[Exercise text]
============
Nanoengineered Systems Laboratory


UK Research and Innovation (UKRI) Grant

Sensors for Healthcare Applications

Smart Footwear with Embedded Wireless Sensors 

The project aims to develop smart footwear to monitor foot loading and gait complications. Several micro/nanomanufacturing techniques will be explored to develop pressure/force sensors and integrate them into common footwear products. Such smart footwears and related plantar pressure/force mapping can have direct implications for applications as diverse as gait analysis, performance analysis for sports personnel and for clinically significant applications such as detection and management of diabetic foot ulcers. This involves conceiving miniature wearable pressure/force sensors to address global health challenges, such as the staggering financial and clinical burden of diabetic wound care and amputation. High-resolution 3D printing will be exploited to overcome the prototyping challenges to realise such sensors and integrate them on common footwear products in a cost-effective manner. Finite element modelling of footwear loading and machine learning techniques will support the material selection, sensor placement and the design of embedded electronics for wireless sensing. The sensor data may also be exploited to inform healthcare engineering and clinical decisions, and could also enable real-time feedback training systems (e.g. using a smartphone based wireless monitoring system). The technology developed here could enable early and timely intervention to correct the biomechanical abnormalities underlying typical injuries and diagnosis of diabetic foot ulcers.

Miniature and flexible oxygen sensors 

Progress in soft materials and manufacturing technologies is enabling unprecedented and exciting growth of gas and chemical sensors for internet of things, body area networks, big data and health care applications. One example is oxygen sensors, which offer critical information regarding the physiology of a person. Thus, wearable oxygen sensors are nowadays common place in hospitals and also form an integral part of wearable devices such as the apple watch. In this project, we seek to investigate a new class of high-resolution and small form factor oxygen sensors for healthcare applications.
============
[Provided information]
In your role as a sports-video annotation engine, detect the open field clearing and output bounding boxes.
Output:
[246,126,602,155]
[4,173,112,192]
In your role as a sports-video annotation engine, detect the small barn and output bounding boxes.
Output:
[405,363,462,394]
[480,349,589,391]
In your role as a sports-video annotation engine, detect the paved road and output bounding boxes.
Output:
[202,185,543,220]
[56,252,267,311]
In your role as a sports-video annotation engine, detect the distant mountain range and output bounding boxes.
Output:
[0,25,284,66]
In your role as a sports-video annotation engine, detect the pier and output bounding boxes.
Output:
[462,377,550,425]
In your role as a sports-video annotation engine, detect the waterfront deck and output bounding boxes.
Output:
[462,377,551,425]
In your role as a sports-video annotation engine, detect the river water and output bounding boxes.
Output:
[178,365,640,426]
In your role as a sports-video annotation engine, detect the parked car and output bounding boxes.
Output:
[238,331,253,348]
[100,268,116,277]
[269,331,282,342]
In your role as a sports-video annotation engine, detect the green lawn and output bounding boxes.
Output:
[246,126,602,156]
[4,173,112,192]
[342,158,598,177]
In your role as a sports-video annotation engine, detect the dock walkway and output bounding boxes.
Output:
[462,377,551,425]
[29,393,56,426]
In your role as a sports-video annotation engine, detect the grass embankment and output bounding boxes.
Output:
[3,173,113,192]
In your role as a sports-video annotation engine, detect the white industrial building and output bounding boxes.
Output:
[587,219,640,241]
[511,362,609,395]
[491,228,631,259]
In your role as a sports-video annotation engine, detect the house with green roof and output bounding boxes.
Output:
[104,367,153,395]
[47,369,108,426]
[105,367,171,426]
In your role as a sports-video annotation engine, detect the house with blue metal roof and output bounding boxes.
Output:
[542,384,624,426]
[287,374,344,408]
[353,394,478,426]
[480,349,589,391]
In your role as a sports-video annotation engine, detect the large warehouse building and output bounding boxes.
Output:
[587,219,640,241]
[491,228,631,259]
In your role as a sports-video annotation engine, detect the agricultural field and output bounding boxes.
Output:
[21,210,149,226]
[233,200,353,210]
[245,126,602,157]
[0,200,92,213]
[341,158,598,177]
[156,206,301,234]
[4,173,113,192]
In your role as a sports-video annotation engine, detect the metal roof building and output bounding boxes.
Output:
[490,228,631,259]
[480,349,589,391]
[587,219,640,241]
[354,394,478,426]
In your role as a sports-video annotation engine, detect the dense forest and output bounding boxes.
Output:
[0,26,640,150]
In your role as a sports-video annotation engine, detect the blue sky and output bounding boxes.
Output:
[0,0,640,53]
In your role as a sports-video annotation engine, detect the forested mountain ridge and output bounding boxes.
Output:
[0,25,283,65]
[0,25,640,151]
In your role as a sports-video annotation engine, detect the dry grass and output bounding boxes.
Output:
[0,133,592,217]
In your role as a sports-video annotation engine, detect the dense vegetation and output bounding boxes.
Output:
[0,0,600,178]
============
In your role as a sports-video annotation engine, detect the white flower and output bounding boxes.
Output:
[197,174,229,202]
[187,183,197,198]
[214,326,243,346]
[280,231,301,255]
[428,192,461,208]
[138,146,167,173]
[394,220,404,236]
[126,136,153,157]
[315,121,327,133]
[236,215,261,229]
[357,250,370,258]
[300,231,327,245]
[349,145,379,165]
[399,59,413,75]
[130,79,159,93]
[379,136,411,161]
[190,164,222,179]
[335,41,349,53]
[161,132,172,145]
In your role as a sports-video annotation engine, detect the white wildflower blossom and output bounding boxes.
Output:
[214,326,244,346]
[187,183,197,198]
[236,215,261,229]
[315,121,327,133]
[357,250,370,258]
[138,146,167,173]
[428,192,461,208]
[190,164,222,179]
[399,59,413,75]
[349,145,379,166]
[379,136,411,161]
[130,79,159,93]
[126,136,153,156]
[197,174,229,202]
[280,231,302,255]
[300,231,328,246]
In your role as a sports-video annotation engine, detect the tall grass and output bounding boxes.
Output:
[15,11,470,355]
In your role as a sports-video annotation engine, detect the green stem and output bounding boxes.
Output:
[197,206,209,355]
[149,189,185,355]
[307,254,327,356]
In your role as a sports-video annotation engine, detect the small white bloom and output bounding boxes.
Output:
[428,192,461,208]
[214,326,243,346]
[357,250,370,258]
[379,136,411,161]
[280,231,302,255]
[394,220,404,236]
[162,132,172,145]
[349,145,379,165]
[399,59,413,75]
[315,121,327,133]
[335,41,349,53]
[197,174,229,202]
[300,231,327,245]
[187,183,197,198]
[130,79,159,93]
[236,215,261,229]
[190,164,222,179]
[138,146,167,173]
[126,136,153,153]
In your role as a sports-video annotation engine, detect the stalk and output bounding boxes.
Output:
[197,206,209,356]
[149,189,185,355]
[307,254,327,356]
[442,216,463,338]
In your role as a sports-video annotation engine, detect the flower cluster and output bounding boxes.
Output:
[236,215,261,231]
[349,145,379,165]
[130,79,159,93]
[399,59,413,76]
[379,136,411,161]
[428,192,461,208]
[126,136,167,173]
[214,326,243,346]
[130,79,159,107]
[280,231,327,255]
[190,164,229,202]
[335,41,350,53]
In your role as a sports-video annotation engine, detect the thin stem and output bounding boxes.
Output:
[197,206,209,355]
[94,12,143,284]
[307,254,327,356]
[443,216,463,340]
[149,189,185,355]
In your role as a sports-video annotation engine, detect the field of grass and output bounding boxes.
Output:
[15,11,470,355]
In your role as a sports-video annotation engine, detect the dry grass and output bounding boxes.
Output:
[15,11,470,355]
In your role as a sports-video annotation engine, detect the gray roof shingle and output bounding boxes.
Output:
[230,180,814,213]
============
[Questions]
1. Retype the stretch of the sensor projects text from "Miniature and flexible" through "for healthcare applications.".
2. Answer these questions from the sensor projects text:
(a) What kind of printing will be used to overcome the prototyping challenges of the footwear sensors?
(b) Which wearable device is named as having oxygen sensors as an integral part?
(c) Which two techniques will support material selection, sensor placement and the design of embedded electronics?
3. Write a continuation of the sensor projects text, starting after its final sentence.

[Answer list]
1.
Miniature and flexible oxygen sensors 

Progress in soft materials and manufacturing technologies is enabling unprecedented and exciting growth of gas and chemical sensors for internet of things, body area networks, big data and health care applications. One example is oxygen sensors, which offer critical information regarding the physiology of a person. Thus, wearable oxygen sensors are nowadays common place in hospitals and also form an integral part of wearable devices such as the apple watch. In this project, we seek to investigate a new class of high-resolution and small form factor oxygen sensors for healthcare applications.

2.
(a) High-resolution 3D printing.
(b) The apple watch.
(c) Finite element modelling of footwear loading and machine learning techniques.

3.
Realizing a high resolution and wireless monitoring system of oxygen using arrays of miniature (< 1 sq. mm) sensors will unlock opportunities for exploiting these systems in implantable medical devices. This will minimise the cost of monitoring patients who need such devices for life saving restoration or augmentation of bodily functions and will also play a vital role delivering next generation of health and care practices. Example applications include new artificial organs, prosthetic devices from cardio vascular to orthopaedic applications and bionic devices for new developments in medical robotics, where oxygen sensing is required. In addition, miniature sensors can also be employed to monitor oxygen in tumors, thereby facilitating early cancer detection and development of new therapeutics.

The underpinning sensing mechanism will comprise of spectroscopic analysis of blood flow using arrays of organic light emitting diodes (OLEDs) and organic photodiodes (OPDs). The overarching goal of the project is to design and fabricate low cost miniature sensors (devices, electronics and signal processing and software) with excellent oxygen sensitivity and specificity (i.e. ability to distinguish O2 from other gas species), high signal-to-noise ratio and long term operational stability.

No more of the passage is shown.